(Task to carry out):
Render the records as a Markdown table with the columns Number and Record Line, starting at the line that contains "the green leaf" and ending at the final line of the records. Omit blank lines, and give each remaining line its own row.

(Items from a dataset)
⁂
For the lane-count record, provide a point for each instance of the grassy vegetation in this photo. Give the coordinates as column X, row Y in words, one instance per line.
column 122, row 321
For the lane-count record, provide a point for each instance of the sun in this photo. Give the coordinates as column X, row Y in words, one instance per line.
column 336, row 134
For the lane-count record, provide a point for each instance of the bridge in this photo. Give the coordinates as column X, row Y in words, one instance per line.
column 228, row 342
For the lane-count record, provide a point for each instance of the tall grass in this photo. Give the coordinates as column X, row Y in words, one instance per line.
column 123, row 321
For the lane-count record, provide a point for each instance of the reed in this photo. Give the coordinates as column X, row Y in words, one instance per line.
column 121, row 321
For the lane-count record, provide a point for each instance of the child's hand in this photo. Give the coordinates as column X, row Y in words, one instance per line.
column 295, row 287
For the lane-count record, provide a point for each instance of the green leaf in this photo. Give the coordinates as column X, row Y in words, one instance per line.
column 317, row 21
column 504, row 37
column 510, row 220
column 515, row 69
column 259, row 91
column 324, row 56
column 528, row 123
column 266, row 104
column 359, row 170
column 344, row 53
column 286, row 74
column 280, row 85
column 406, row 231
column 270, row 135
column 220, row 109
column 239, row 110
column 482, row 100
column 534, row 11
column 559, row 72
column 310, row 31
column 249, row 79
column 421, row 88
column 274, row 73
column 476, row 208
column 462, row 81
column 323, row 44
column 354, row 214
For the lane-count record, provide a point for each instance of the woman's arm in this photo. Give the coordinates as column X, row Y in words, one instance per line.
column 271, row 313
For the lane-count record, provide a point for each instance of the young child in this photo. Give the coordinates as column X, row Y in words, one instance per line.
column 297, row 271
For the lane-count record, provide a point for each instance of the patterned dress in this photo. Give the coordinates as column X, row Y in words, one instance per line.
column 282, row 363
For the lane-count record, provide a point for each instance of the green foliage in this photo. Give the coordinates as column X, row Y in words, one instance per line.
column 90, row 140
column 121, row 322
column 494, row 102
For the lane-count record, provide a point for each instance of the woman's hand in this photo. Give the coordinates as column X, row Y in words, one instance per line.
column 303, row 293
⁂
(Solved exercise):
| Number | Record Line |
|---|---|
| 1 | For the lane-count record, provide a point for each instance of the green leaf in this photo. Give the coordinates as column X, row Y in words, one instance per line. |
| 2 | column 317, row 21 |
| 3 | column 504, row 37 |
| 4 | column 510, row 220 |
| 5 | column 515, row 69 |
| 6 | column 259, row 91 |
| 7 | column 324, row 56 |
| 8 | column 528, row 123 |
| 9 | column 266, row 104 |
| 10 | column 359, row 170 |
| 11 | column 344, row 53 |
| 12 | column 286, row 74 |
| 13 | column 280, row 85 |
| 14 | column 406, row 231 |
| 15 | column 270, row 135 |
| 16 | column 220, row 109 |
| 17 | column 239, row 110 |
| 18 | column 482, row 100 |
| 19 | column 534, row 11 |
| 20 | column 559, row 72 |
| 21 | column 310, row 31 |
| 22 | column 249, row 79 |
| 23 | column 421, row 88 |
| 24 | column 274, row 73 |
| 25 | column 476, row 208 |
| 26 | column 462, row 81 |
| 27 | column 323, row 44 |
| 28 | column 354, row 214 |
| 29 | For the lane-count record, provide a point for each instance of the woman's arm in this photo. Give the coordinates as column X, row Y in words, one instance per line. |
| 30 | column 271, row 313 |
| 31 | For the lane-count record, provide a point for each instance of the young child in this photo. Give the coordinates as column X, row Y in words, one instance per line. |
| 32 | column 297, row 271 |
| 33 | For the lane-count record, provide a point for each instance of the patterned dress in this photo. Give the coordinates as column X, row Y in words, one instance per line. |
| 34 | column 282, row 363 |
| 35 | For the lane-count record, provide a point for each instance of the green foliage in this photo. Give the coordinates as column X, row Y in words, one instance per line. |
| 36 | column 90, row 140 |
| 37 | column 121, row 322 |
| 38 | column 494, row 102 |
| 39 | For the lane-count record, provide a point for each instance of the woman's hand in this photo. Give the coordinates as column X, row Y in words, one instance per line. |
| 40 | column 303, row 293 |